Exercise directions = Look through the listing below, find every line with the string "window", and copy it.
####################
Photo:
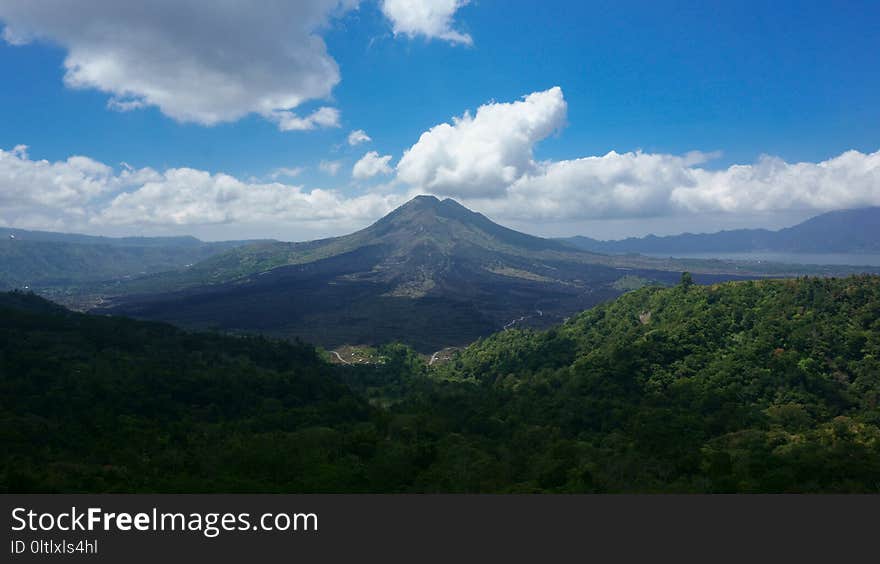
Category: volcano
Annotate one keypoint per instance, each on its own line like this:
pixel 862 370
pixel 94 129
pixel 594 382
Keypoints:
####################
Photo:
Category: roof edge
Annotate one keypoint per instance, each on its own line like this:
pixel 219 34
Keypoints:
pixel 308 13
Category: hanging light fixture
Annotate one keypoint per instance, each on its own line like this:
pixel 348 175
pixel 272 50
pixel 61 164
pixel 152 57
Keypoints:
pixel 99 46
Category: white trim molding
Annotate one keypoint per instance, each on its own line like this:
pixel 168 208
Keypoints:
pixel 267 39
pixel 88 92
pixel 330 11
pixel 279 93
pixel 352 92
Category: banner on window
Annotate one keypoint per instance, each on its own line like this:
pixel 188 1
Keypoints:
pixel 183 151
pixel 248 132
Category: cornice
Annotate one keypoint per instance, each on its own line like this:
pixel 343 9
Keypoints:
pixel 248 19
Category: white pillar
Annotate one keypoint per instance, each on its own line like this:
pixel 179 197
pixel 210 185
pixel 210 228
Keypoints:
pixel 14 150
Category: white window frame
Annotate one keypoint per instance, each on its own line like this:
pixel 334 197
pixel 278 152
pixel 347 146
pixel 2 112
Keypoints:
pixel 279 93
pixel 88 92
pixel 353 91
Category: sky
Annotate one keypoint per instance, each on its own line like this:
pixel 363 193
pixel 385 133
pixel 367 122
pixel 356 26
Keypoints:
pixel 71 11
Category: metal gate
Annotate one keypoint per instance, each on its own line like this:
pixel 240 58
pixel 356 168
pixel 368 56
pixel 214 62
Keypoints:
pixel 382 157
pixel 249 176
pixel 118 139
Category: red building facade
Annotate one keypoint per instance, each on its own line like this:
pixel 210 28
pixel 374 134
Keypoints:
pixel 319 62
####################
Expected output =
Category: banner on window
Category: white window frame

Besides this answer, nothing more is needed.